Problem to solve: In the forum thread below on the limit of a derivative, one reply uses an integral to argue that the limit of f'(x) must be 0. Explain that reasoning in one to three sentences.

>> START Source

Any hints for this question ,
My attempt;
Say $f(x):0$$\rightarrow$$\mathbb{R}$
The by MVT, there exists a $c$$\in$$(0,\infty)$ , such that;
$f'(c)=$$\frac{f(x)-f(0)}{x-0}$
but im not sure about this step..
$\lim_{c \to +\infty}$$f'(c)$=$\lim_{x \to +\infty}$$\frac{f(x)-f(0)}{x-0}$
I am quite sure there is a mistake, any hints would be appreciated.
If $\lim_{x \to +\infty}$$f(x)$ exists and is finite and $\lim_{x \to +\infty}$$f'(x)=b$ then $b=0$.
There is this $e^x$ trick. Consider $$f(x)=\frac{e^x f(x)}{e^x}$$ as $x\to\infty$. Use L'Hopital.
$$f(x)=f(a)+\int_a^xf'(t)\ dt$$ So $\displaystyle\int_a^\infty f'(x)\ dx$ converges, because $\lim\limits_{x\to\infty}f(x)$ exists. Buf if $\lim\limits_{x\to\infty}f'(x)$ exists, then it must be $0$, else the integral wouldn't converge.
$$\limsup_{h\to 0} \left| \frac{f(x+h) - f(x)} h - b \right| = \limsup_{h\to 0} |f'(x+\theta_{x,h} h) - b| \le \limsup_{h\to 0} \sup_{0<\theta<1}|f'(x+\theta h) - b| =0 $$

>> END Source
>> START Listed entries

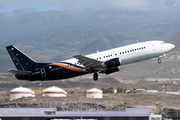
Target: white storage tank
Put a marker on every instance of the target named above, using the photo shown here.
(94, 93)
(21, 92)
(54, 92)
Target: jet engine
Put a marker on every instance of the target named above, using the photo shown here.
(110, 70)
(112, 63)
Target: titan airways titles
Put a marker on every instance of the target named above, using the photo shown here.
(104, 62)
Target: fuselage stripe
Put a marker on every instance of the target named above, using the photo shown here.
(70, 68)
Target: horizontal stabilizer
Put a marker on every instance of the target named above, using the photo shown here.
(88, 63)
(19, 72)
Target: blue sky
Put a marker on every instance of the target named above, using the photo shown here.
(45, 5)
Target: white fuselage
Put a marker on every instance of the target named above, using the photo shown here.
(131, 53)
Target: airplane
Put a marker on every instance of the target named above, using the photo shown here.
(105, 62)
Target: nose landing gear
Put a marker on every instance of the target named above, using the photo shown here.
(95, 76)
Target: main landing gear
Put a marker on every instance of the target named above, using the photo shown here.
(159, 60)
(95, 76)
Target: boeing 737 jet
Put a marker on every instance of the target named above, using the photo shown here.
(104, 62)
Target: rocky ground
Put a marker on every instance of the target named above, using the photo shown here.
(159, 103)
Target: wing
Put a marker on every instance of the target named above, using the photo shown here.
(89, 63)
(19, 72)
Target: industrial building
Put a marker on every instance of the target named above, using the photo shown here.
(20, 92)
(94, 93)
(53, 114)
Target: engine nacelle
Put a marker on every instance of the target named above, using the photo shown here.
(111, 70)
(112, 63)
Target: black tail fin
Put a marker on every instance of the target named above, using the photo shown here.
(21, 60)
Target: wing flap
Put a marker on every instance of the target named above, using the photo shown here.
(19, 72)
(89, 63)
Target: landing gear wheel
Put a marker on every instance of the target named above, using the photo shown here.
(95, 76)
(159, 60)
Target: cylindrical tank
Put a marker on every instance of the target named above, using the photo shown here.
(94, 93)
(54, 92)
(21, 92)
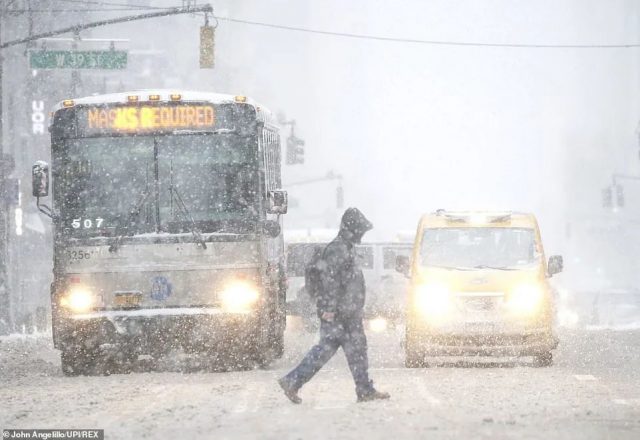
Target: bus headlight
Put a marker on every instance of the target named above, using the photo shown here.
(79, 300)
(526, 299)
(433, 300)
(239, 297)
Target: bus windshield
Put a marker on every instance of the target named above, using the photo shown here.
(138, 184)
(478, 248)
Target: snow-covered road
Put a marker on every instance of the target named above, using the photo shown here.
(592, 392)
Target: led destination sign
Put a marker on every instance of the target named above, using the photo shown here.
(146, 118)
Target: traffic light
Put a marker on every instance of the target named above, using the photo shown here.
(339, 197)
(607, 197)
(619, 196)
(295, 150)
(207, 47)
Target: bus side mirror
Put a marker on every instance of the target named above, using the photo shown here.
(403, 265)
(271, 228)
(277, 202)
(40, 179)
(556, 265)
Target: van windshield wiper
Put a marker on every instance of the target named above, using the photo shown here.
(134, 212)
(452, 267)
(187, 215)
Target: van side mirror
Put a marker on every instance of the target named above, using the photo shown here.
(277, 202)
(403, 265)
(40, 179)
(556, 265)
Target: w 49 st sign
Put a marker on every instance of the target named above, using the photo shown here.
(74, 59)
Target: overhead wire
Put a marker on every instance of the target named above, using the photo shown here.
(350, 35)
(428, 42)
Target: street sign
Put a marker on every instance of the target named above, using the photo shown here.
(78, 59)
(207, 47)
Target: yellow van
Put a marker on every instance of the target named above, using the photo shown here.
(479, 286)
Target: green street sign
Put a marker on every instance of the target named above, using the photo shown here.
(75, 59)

>> END Listed entries
>> START Listed entries

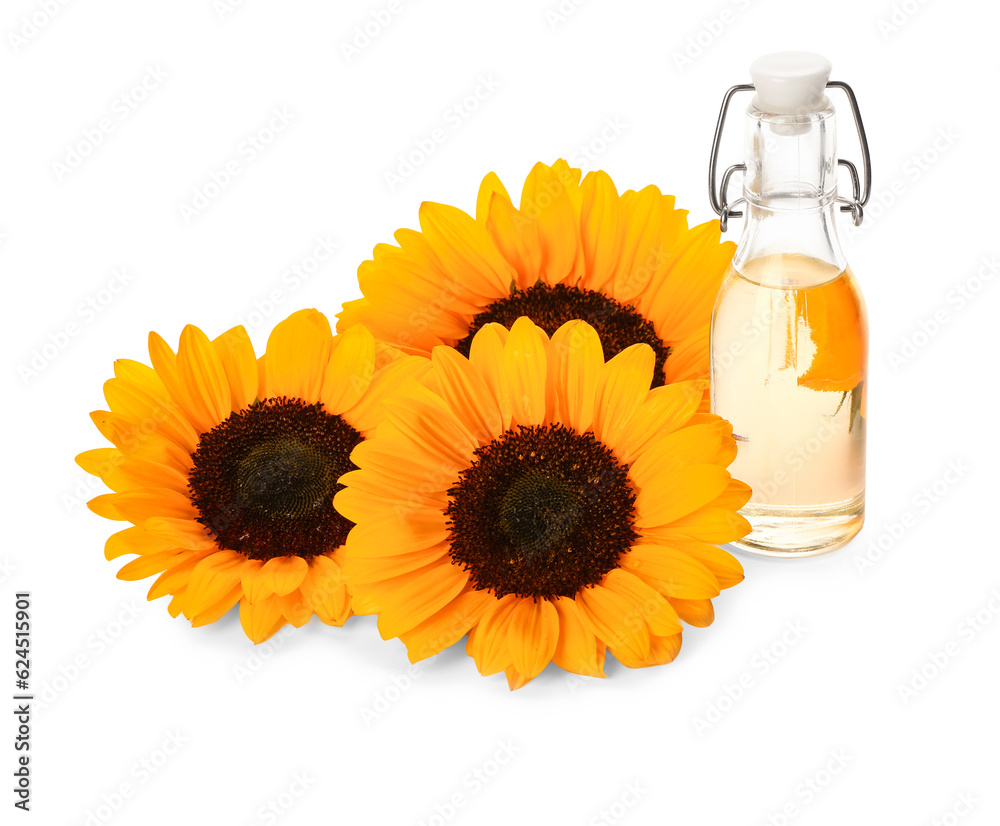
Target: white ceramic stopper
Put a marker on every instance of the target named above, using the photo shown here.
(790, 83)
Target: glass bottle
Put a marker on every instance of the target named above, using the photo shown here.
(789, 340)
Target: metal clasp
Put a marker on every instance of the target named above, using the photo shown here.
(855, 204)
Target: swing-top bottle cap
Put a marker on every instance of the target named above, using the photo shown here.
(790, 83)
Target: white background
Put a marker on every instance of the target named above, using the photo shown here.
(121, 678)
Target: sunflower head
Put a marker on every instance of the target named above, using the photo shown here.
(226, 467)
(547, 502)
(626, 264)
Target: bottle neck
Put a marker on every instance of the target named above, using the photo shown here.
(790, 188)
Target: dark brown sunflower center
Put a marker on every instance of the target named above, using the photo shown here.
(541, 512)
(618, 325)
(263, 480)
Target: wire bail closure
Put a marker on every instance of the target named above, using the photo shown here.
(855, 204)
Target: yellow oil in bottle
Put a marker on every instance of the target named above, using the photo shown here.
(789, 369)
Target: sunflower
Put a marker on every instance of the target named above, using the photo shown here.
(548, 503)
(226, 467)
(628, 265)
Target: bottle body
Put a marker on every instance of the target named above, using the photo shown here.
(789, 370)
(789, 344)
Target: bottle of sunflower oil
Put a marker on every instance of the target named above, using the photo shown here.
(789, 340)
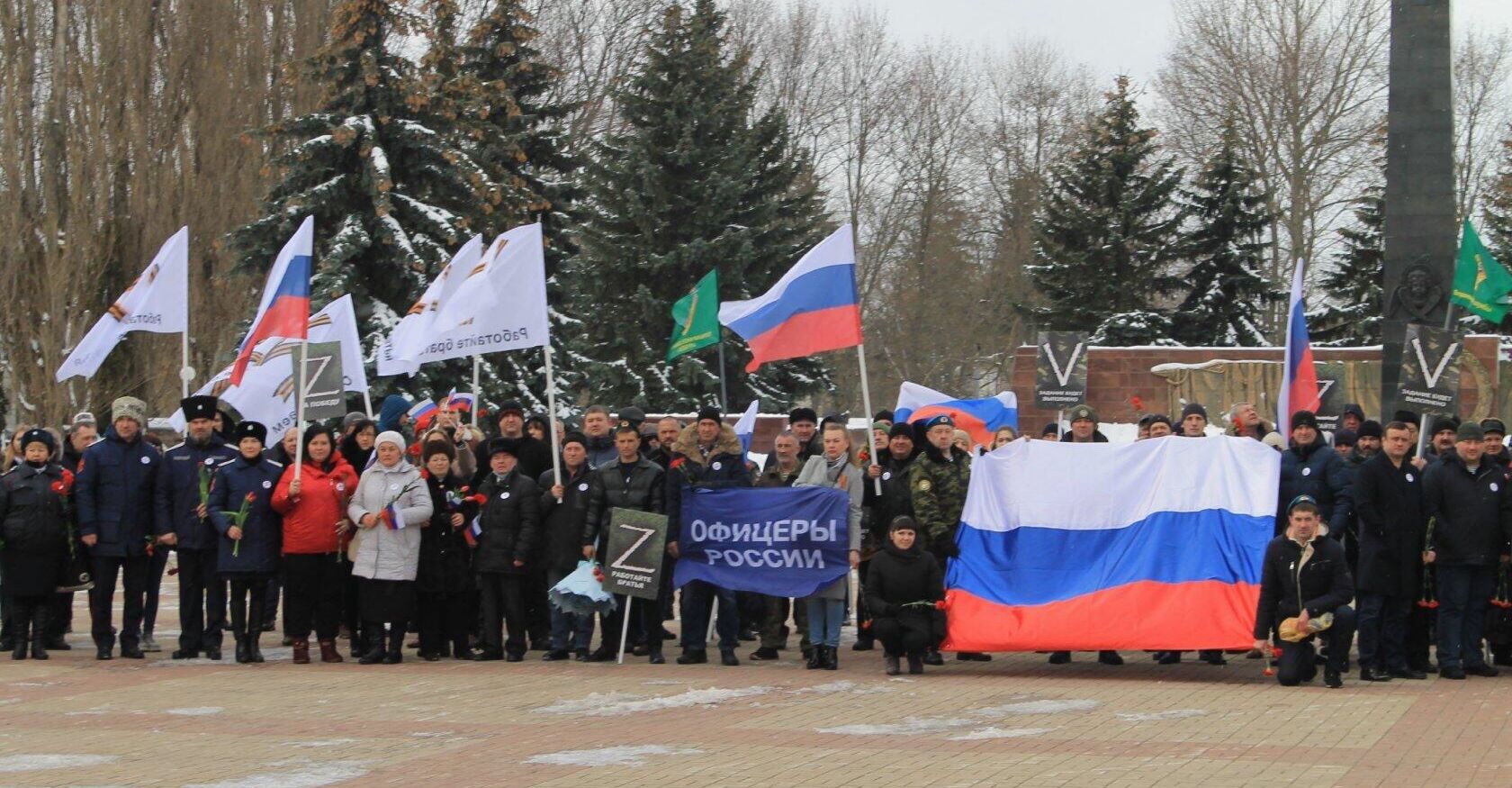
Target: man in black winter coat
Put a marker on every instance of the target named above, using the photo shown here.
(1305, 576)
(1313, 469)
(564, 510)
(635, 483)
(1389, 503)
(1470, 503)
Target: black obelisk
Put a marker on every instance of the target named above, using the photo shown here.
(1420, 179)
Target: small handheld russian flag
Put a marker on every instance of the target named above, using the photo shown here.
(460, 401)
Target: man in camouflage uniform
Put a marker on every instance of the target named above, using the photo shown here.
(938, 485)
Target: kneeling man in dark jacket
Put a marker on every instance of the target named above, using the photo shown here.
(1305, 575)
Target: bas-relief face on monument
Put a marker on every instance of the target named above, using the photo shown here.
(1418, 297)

>> END Listed entries

Response: The reply writes f(x) as f(a) plus the integral of f'(t) from a to x. Because the limit of f(x) as x goes to infinity exists, the integral of f' from a to infinity converges. If the limit of f'(x) exists, it must then be 0, since otherwise that integral would not converge.